[Point-based annotation data]
◆ ◆ ◆ ◆ ◆
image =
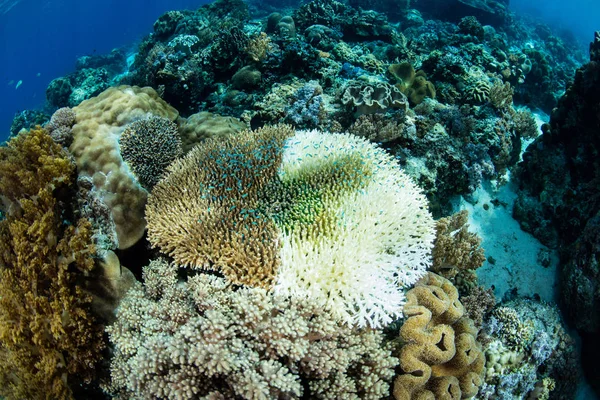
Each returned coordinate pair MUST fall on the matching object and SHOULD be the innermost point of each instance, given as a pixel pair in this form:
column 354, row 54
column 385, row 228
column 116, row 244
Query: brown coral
column 205, row 212
column 206, row 339
column 440, row 358
column 32, row 161
column 47, row 335
column 203, row 125
column 100, row 121
column 413, row 84
column 456, row 248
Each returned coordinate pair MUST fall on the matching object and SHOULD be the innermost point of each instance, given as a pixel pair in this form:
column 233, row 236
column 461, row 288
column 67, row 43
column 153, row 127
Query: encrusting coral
column 440, row 357
column 204, row 339
column 413, row 84
column 455, row 248
column 323, row 216
column 48, row 337
column 148, row 146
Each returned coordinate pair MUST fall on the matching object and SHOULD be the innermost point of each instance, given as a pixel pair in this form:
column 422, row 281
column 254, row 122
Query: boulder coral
column 205, row 339
column 100, row 122
column 440, row 357
column 49, row 339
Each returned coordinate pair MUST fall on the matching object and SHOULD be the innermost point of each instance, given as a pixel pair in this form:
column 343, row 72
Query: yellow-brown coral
column 440, row 357
column 413, row 84
column 258, row 47
column 100, row 121
column 205, row 213
column 48, row 338
column 456, row 248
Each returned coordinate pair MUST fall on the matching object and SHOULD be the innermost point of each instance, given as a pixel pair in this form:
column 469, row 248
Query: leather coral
column 48, row 338
column 440, row 357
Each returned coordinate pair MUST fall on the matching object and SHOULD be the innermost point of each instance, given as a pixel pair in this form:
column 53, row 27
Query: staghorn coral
column 455, row 248
column 413, row 84
column 148, row 146
column 204, row 339
column 100, row 122
column 440, row 358
column 32, row 161
column 48, row 337
column 203, row 125
column 313, row 213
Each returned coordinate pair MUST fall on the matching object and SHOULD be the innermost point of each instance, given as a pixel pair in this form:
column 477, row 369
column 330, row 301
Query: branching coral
column 413, row 84
column 324, row 216
column 47, row 335
column 440, row 358
column 30, row 162
column 203, row 338
column 148, row 146
column 205, row 212
column 100, row 122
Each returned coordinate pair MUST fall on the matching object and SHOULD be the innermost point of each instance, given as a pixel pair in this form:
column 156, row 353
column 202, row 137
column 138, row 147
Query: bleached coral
column 374, row 239
column 329, row 217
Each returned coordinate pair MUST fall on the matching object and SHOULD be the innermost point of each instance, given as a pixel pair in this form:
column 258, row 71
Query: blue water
column 40, row 41
column 46, row 38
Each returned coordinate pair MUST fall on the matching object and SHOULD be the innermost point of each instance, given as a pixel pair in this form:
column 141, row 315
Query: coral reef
column 413, row 84
column 310, row 238
column 528, row 352
column 455, row 248
column 148, row 146
column 29, row 163
column 205, row 213
column 558, row 202
column 204, row 125
column 263, row 206
column 203, row 338
column 369, row 99
column 440, row 356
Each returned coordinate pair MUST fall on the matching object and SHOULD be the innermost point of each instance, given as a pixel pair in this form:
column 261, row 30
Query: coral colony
column 261, row 205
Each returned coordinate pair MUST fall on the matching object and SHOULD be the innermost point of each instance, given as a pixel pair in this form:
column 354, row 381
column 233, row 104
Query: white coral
column 378, row 243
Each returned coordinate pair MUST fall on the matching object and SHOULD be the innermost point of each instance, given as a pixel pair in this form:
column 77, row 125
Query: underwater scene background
column 326, row 199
◆ ◆ ◆ ◆ ◆
• _What you have to do_: Write out the material above once more, exactly as it reads, with no pictures.

• _Completed exercise_:
image =
Each returned coordinate pair MUST fall on the matching object and SHOULD be the innermost point of each instance, given as a pixel pair in this form:
column 354, row 54
column 385, row 228
column 116, row 244
Query: brown coral
column 205, row 212
column 206, row 339
column 440, row 358
column 32, row 161
column 47, row 335
column 203, row 125
column 100, row 121
column 413, row 84
column 456, row 248
Each returned coordinate pair MUST fall on the matching object and SHOULD be the innermost point of each instance, given as a pixel pair in this form:
column 233, row 236
column 461, row 288
column 67, row 43
column 153, row 127
Query: encrusting coral
column 440, row 357
column 204, row 339
column 413, row 84
column 455, row 248
column 323, row 216
column 48, row 337
column 148, row 146
Each returned coordinate pair MUST fall on the matching object and SHOULD be the innermost point of each instance, given as a pixel pair in this form:
column 422, row 281
column 254, row 122
Query: boulder coral
column 205, row 339
column 100, row 122
column 440, row 357
column 49, row 339
Each returned coordinate pair MUST fall on the matching object and SHOULD be the innermost point of each instance, given as a pixel pair in this form:
column 343, row 72
Query: yellow-brown coral
column 440, row 357
column 413, row 84
column 258, row 47
column 100, row 121
column 205, row 213
column 48, row 338
column 456, row 248
Each returned coordinate pair MUST fall on the matching object and SHOULD be the innermost point of each instance, given as a pixel pair in this form:
column 469, row 248
Query: leather coral
column 48, row 338
column 440, row 357
Each returned coordinate pair MUST fall on the matching object and SHOULD be the innermost point of each instance, given as a pixel pair in this form:
column 53, row 27
Query: staghorn coral
column 455, row 248
column 413, row 84
column 148, row 146
column 204, row 339
column 100, row 122
column 440, row 358
column 32, row 161
column 48, row 337
column 203, row 125
column 313, row 213
Each returned coordinate pair MUST fall on the matching object and SHOULD be the innermost point of each instance, given as a pixel pair in this form:
column 477, row 369
column 330, row 301
Query: branching coral
column 413, row 84
column 324, row 216
column 47, row 335
column 440, row 358
column 30, row 162
column 203, row 338
column 148, row 146
column 205, row 212
column 100, row 122
Each returned coordinate pair MUST fall on the matching object and SHOULD be the innermost point of each instance, given as a pixel pair in this form:
column 156, row 353
column 202, row 137
column 138, row 147
Query: bleached coral
column 374, row 239
column 329, row 217
Each returned coordinate pair MUST fall on the matching object and SHOULD be the innermost point of each instance, given as a pixel pair in this form:
column 258, row 71
Query: blue water
column 40, row 41
column 46, row 38
Each returned coordinate pair MUST fall on the matching object and SHOULD be the innermost point of each instance, given as a pixel pair in this form:
column 141, row 315
Query: coral reef
column 413, row 84
column 310, row 238
column 528, row 352
column 455, row 248
column 148, row 146
column 29, row 163
column 205, row 213
column 558, row 202
column 204, row 125
column 263, row 206
column 203, row 338
column 369, row 99
column 440, row 356
Each returned coordinate pair MUST fall on the matching object and SHOULD be the innermost point of each instance, given as a pixel pair in this form:
column 261, row 30
Query: coral colony
column 261, row 205
Each returned coordinate pair MUST fall on the matching object and SHOULD be the innermost point of each instance, given as a pixel pair in this form:
column 354, row 381
column 233, row 104
Query: white coral
column 378, row 243
Each returned coordinate pair MUST fall on the matching object and SHOULD be the innermost point of each instance, given as a pixel pair in this form:
column 77, row 125
Query: underwater scene background
column 326, row 199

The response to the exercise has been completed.